Carry on the article on teething hacks for babies, continuing after its final paragraph about chewing on care tags.

Excerpted text Block Start

Teething Hacks for Tender Gums
It’s usually not too hard to tell when your baby is teething. Aside from general irritability and bouts of crying, infants cutting their first teeth tend to chew on their hands, drool, and have bright red cheeks. You may also notice a runny nose, mild fever, and diaper rash. It’s not surprising that your baby is feeling out of sorts. Their new crowns are cutting through soft tissue, and that hurts!
Teething usually starts between 6 and 8 months, with the emersion of the four lower incisors. Teeth always come in groups of four, and at 8-10 months you’ll see the upper incisors. Those are followed every few months by the first molars, eye teeth, and finally the second molars. The whole painful process should be over when your baby is around two-and-a-half.
In general, cold and hard objects help with teething, but all babies are different. You’ll have to use trial and error to see what works best, but these hacks can all provide a little relief and soothe your baby’s aching gums.
Babies love to chew on the care tags attached to towels and blankets. They’re so popular that you can even buy sensory blankets completely lined with textured tags. When babies are teething, chewing on a tag seems to soothe their gums, as does the soft feel of the soft fabric against their cheeks. Moon and Baby blankets and towels are purposely made with extra long tags, and the organic cotton and bamboo materials are completely safe for your little chewer.

Excerpted text Block End
Given data Block Start

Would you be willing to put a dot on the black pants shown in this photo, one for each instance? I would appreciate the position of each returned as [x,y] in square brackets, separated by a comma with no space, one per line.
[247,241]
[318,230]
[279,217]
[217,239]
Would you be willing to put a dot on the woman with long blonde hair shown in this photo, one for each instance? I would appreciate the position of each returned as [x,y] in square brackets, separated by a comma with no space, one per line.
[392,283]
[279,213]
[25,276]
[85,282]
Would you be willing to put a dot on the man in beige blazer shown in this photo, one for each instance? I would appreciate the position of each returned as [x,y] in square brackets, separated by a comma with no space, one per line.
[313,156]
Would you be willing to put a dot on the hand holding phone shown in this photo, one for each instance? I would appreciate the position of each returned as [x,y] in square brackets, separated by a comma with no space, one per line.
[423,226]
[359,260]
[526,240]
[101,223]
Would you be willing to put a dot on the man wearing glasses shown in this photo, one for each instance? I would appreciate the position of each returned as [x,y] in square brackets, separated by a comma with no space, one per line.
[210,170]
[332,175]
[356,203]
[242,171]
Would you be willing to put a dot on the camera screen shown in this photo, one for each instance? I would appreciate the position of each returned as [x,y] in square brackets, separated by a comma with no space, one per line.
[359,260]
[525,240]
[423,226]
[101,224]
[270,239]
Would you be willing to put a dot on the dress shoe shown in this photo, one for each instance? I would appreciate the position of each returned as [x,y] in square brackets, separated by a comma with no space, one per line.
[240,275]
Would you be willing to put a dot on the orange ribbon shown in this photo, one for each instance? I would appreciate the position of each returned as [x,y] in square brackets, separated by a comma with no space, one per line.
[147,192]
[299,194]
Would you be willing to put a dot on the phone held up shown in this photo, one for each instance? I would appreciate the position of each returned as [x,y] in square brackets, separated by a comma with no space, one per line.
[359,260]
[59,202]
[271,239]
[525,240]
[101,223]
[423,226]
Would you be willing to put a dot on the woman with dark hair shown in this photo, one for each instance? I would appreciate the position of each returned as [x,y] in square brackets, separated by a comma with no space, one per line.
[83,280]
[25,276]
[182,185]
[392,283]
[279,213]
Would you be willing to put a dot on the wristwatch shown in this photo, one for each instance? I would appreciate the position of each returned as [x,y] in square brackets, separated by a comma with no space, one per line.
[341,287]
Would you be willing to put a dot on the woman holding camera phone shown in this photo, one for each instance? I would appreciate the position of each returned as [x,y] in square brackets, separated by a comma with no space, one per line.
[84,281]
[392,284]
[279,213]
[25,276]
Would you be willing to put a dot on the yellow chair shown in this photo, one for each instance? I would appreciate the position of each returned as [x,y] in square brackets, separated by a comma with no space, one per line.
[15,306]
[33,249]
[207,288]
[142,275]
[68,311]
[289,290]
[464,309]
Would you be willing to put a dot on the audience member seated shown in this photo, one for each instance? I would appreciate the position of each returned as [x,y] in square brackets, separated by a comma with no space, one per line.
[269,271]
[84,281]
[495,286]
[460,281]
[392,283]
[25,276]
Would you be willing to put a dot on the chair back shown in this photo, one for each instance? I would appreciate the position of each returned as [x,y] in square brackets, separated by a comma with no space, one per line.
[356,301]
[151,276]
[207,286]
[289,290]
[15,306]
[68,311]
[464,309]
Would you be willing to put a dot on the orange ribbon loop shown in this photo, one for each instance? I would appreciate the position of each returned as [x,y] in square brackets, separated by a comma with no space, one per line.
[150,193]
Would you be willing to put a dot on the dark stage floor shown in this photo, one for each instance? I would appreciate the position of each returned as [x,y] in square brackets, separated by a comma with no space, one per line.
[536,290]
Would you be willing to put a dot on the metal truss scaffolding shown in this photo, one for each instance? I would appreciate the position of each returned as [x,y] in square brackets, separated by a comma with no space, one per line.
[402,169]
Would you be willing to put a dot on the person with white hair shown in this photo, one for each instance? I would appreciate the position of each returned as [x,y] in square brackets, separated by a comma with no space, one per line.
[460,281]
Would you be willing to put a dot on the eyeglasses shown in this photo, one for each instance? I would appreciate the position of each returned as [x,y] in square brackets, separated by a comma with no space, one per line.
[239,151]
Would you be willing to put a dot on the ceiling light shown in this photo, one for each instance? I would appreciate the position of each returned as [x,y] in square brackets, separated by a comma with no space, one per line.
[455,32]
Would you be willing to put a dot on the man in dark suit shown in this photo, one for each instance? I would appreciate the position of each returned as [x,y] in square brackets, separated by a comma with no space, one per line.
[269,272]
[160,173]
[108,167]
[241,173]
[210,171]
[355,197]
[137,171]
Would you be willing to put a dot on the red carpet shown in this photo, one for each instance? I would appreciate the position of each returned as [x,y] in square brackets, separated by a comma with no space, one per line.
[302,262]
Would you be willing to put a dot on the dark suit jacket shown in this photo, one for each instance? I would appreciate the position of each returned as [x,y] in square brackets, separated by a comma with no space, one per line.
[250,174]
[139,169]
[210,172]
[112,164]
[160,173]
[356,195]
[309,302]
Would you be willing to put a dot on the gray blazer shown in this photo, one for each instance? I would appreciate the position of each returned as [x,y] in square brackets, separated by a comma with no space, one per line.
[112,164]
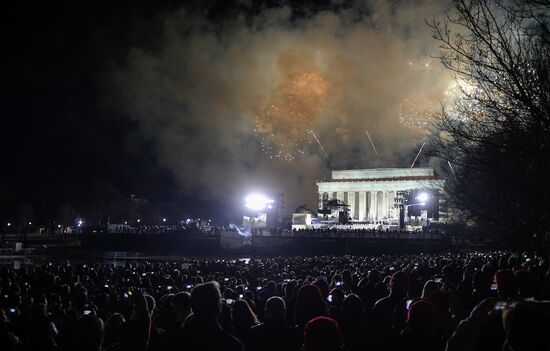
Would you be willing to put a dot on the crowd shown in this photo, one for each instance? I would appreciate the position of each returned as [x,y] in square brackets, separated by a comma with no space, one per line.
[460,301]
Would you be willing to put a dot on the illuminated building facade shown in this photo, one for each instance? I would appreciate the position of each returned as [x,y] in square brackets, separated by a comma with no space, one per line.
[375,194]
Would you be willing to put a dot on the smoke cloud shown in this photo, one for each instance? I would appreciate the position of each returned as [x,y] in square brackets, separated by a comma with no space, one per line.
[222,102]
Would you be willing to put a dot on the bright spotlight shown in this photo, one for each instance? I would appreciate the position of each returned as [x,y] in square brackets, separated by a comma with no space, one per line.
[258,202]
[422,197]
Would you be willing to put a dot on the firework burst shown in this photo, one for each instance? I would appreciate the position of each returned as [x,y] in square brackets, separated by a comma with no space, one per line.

Given data Block End
Given data Block Start

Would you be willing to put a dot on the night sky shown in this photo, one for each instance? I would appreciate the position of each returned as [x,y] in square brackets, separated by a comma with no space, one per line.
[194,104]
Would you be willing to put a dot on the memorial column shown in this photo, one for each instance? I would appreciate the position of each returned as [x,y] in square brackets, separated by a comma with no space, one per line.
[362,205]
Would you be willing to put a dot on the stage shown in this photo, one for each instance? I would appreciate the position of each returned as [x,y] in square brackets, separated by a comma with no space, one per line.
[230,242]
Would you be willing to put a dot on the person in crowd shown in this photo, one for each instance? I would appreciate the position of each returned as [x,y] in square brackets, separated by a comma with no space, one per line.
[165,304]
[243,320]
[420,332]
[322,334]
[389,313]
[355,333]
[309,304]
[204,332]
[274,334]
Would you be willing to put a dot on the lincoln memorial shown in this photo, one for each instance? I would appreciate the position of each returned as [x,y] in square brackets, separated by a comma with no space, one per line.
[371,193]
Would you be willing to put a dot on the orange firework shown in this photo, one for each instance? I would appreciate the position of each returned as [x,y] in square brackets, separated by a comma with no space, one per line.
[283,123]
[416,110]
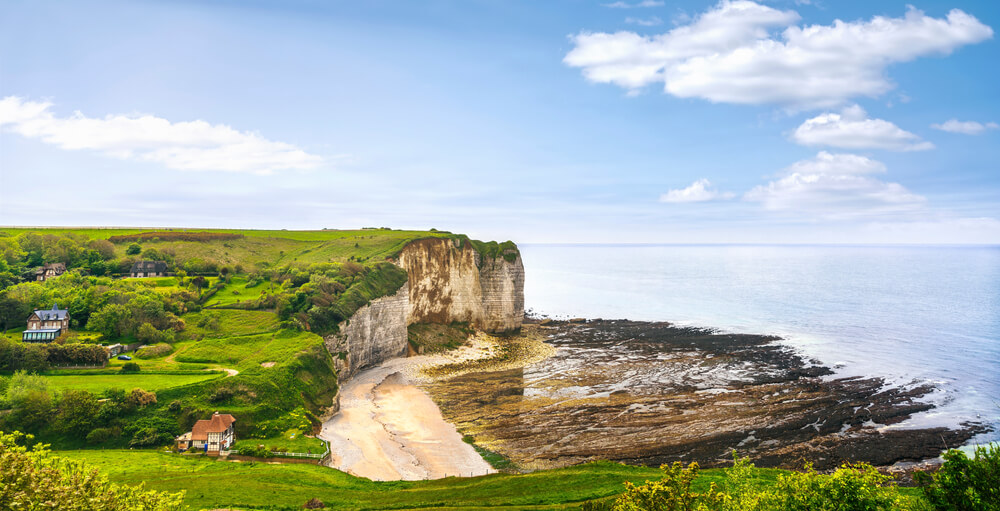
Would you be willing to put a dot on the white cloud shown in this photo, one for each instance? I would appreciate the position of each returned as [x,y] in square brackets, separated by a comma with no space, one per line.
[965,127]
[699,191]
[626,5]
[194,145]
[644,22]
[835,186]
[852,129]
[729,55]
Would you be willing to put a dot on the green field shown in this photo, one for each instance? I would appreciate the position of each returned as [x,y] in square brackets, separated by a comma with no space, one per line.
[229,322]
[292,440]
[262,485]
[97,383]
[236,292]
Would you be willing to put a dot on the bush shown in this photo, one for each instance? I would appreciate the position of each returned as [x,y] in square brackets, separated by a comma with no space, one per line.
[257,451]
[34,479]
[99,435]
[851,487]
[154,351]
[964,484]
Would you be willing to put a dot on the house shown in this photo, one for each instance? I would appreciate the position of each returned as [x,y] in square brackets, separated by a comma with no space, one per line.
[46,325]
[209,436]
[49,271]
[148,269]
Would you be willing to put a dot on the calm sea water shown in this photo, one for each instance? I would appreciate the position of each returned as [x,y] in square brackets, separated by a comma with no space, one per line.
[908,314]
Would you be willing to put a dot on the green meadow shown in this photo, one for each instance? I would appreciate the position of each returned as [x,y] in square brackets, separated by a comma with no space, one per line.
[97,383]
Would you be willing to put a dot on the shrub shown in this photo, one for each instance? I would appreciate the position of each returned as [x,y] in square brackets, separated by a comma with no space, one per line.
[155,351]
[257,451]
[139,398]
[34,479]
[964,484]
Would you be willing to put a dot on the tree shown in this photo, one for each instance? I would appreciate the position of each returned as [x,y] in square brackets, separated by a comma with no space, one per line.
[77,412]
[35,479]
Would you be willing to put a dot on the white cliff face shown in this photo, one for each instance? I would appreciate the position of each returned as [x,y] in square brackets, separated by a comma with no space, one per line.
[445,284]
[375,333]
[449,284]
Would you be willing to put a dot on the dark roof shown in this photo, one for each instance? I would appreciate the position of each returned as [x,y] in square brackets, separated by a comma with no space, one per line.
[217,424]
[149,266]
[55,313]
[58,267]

Given data Block End

*Answer box*
Soak a washcloth in cold water, wring it out, then place it in the freezer in a sealed plastic bag. The cold will help to numb the pain and provide a welcome distraction. Just make sure the cloth is made from soft organic materials, a good rule for anything that’s going into your baby’s mouth.
If your baby uses a pacifier, turn it into a milky popsicle. Half-fill an ice-cube holder with milk (or breastmilk) and slot in the pacifier. Once frozen, you can give the treat to your baby for icy relief. You might want to make several at a time as babies really seem to love this one.
Rub their Gums
Putting gentle pressure on your baby’s gums can help relieve the pain of teething. Most babies love chewing on other people’s fingers and will appreciate a gum massage. Using a soft cloth will help to remove bacteria and food that can become lodged in the abrasions around the budding teeth.
This herbal tea has long been praised for its myriad health benefits and is used for everything from boosting the immune system to managing diabetes. Many parents swear by the calming effect it has on teething babies, particularly at bedtime. Use the tea in your frozen washcloth, or substitute for the milk in your pacifier popsicles. You can also dip the corner of a cloth is a cup of cold chamomile tea and rub it directly on your baby gums.
Teething Rings and Necklaces
There is a host of products specifically designed to comfort teething babies, from plastic rings to wooden necklaces. All are guided by the same principle that babies want to chew on something that’s hard, cold, or preferably both. Some are designed to be refrigerated, while others rely on the magical powers of natural substances like amber or elder wood. Regardless of which teething aid you choose, make sure it’s made entirely of non-toxic materials (no phthalates/BPA), and isn’t a choking hazard (no small parts). Never freeze a teething ring as the hard plastic can hurt your baby’s mouth.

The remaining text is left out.